▶ _Raw records_:
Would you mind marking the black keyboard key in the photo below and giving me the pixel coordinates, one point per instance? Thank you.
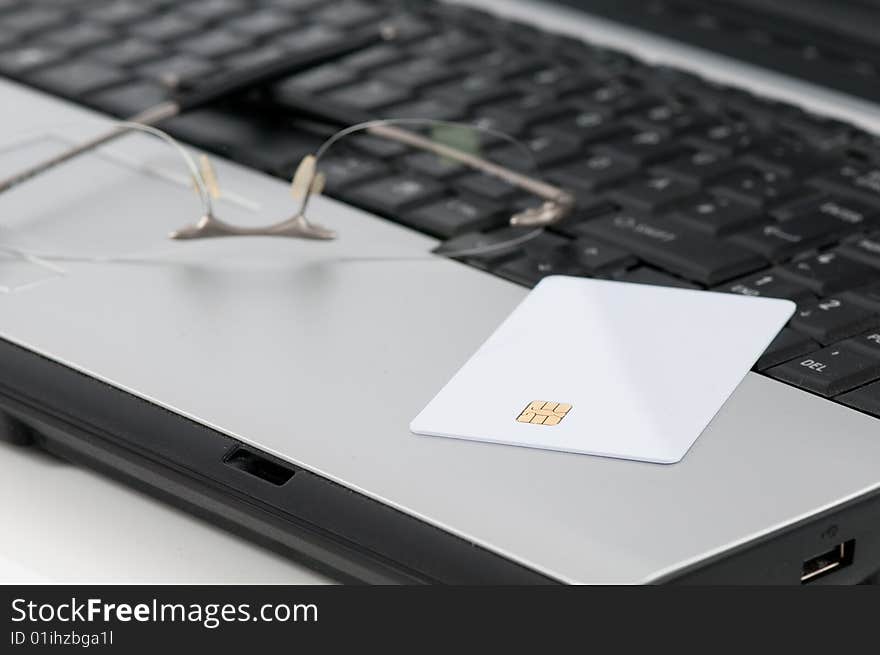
(597, 258)
(453, 216)
(417, 73)
(440, 168)
(486, 186)
(391, 196)
(271, 145)
(77, 37)
(671, 247)
(504, 63)
(756, 187)
(77, 78)
(857, 215)
(213, 10)
(699, 167)
(832, 319)
(372, 57)
(593, 174)
(852, 180)
(348, 13)
(829, 371)
(474, 89)
(485, 250)
(263, 23)
(369, 95)
(865, 399)
(865, 249)
(177, 70)
(546, 150)
(787, 345)
(540, 259)
(768, 284)
(866, 297)
(215, 44)
(309, 38)
(451, 44)
(317, 80)
(30, 19)
(642, 148)
(377, 146)
(254, 57)
(167, 27)
(587, 125)
(786, 157)
(868, 343)
(715, 215)
(652, 194)
(828, 273)
(128, 52)
(129, 99)
(586, 208)
(780, 240)
(668, 119)
(528, 270)
(346, 170)
(556, 81)
(646, 275)
(426, 108)
(616, 97)
(515, 116)
(724, 138)
(408, 27)
(121, 12)
(18, 61)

▶ _What to produce_: Return all the entries word for word, but omit any pictures they contain.

▶ _Answer below_:
Would you mind marking the black keyboard key in the photo below and giving me the pixel coordinates, one point per instance? Thank you.
(597, 258)
(453, 216)
(417, 73)
(440, 168)
(486, 186)
(391, 196)
(271, 145)
(77, 37)
(671, 247)
(504, 63)
(756, 187)
(77, 78)
(857, 215)
(213, 10)
(699, 167)
(832, 319)
(372, 57)
(593, 174)
(852, 180)
(348, 13)
(829, 371)
(474, 89)
(485, 250)
(263, 23)
(369, 95)
(865, 399)
(865, 249)
(177, 70)
(546, 150)
(787, 345)
(540, 259)
(768, 284)
(866, 297)
(215, 44)
(309, 38)
(451, 44)
(317, 80)
(30, 19)
(642, 148)
(377, 146)
(254, 57)
(167, 27)
(587, 125)
(786, 157)
(868, 343)
(715, 215)
(652, 194)
(828, 273)
(128, 52)
(129, 99)
(586, 208)
(780, 240)
(668, 119)
(528, 270)
(346, 170)
(556, 81)
(646, 275)
(426, 108)
(616, 97)
(515, 116)
(724, 138)
(408, 27)
(121, 12)
(18, 61)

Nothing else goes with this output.